Please rename "mountain" to "peak" in the records starting at their first line and ending at the line containing "457 496 L 465", then give those lines again with nothing else changed.

══ INFORMATION SUPPLIED

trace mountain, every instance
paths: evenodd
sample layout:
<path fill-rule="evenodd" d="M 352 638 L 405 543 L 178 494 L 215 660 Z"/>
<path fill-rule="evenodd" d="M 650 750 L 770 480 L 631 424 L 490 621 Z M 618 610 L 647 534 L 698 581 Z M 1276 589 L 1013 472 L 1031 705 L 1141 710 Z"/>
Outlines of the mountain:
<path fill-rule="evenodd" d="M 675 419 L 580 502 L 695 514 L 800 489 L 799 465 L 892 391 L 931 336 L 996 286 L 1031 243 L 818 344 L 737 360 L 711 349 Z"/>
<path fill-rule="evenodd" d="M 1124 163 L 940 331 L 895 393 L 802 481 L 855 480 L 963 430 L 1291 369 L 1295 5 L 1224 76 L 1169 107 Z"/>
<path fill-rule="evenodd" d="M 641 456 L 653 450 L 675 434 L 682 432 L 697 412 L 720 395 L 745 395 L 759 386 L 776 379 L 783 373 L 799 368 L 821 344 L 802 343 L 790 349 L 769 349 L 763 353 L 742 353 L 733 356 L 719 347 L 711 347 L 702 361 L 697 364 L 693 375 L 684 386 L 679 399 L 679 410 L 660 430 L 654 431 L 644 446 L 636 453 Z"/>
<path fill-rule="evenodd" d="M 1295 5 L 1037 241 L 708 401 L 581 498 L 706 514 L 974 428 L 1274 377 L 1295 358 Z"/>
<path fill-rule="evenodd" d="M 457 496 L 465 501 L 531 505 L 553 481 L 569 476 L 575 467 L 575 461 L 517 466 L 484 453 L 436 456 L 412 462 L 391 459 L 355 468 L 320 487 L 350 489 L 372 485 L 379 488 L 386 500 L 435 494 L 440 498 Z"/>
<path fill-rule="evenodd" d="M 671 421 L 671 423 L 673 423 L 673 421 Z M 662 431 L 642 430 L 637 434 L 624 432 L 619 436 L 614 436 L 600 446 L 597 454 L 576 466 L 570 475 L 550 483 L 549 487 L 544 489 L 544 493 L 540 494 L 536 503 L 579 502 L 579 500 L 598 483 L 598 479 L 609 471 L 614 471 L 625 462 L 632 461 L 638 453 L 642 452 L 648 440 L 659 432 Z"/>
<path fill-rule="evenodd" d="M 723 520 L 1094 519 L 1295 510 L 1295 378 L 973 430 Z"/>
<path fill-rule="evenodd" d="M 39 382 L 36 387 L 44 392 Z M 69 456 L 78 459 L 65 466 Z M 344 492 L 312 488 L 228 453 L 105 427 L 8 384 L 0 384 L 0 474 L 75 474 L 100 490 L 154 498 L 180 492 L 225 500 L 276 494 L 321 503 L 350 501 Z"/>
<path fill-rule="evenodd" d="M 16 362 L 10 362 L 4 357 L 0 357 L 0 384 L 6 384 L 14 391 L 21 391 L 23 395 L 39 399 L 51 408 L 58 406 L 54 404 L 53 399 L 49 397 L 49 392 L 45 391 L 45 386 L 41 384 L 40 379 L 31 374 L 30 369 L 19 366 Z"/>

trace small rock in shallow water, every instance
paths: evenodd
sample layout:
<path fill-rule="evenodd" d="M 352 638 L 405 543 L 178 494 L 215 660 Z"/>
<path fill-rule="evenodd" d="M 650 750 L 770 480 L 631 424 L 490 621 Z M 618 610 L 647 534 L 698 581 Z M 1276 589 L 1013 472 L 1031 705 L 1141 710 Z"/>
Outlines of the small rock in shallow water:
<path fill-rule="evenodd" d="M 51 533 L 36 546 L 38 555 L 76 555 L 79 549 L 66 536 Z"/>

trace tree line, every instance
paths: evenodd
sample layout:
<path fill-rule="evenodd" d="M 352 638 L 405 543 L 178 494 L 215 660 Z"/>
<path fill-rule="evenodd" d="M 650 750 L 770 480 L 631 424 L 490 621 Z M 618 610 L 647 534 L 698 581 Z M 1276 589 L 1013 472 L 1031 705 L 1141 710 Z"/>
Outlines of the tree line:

════

▶ _THE SOLUTION_:
trace peak, every instance
paths: evenodd
sample layout:
<path fill-rule="evenodd" d="M 352 638 L 405 543 L 178 494 L 215 660 Z"/>
<path fill-rule="evenodd" d="M 650 750 L 770 480 L 631 424 L 490 621 Z M 618 610 L 647 534 L 698 581 Z M 1276 589 L 1013 472 L 1031 705 L 1141 710 Z"/>
Outlines of the peak:
<path fill-rule="evenodd" d="M 675 419 L 580 502 L 695 514 L 800 489 L 799 465 L 892 391 L 931 336 L 996 286 L 1031 243 L 818 344 L 737 360 L 711 349 Z"/>
<path fill-rule="evenodd" d="M 1124 163 L 940 331 L 895 393 L 802 481 L 855 480 L 963 430 L 1291 369 L 1295 5 L 1224 76 L 1169 107 Z"/>
<path fill-rule="evenodd" d="M 641 456 L 653 450 L 675 434 L 682 432 L 697 412 L 720 395 L 745 395 L 759 386 L 776 379 L 783 373 L 799 368 L 821 344 L 802 343 L 790 349 L 769 349 L 763 353 L 742 353 L 733 356 L 719 347 L 711 347 L 702 361 L 697 364 L 693 375 L 684 386 L 679 399 L 679 410 L 660 430 L 654 431 L 644 446 L 636 453 Z"/>
<path fill-rule="evenodd" d="M 1295 5 L 1037 241 L 708 401 L 581 498 L 706 514 L 974 428 L 1274 377 L 1295 358 Z"/>
<path fill-rule="evenodd" d="M 457 496 L 465 501 L 531 505 L 553 481 L 569 476 L 575 467 L 575 461 L 517 466 L 484 453 L 436 456 L 412 462 L 391 459 L 355 468 L 320 487 L 350 489 L 372 485 L 379 488 L 386 500 L 435 494 L 440 498 Z"/>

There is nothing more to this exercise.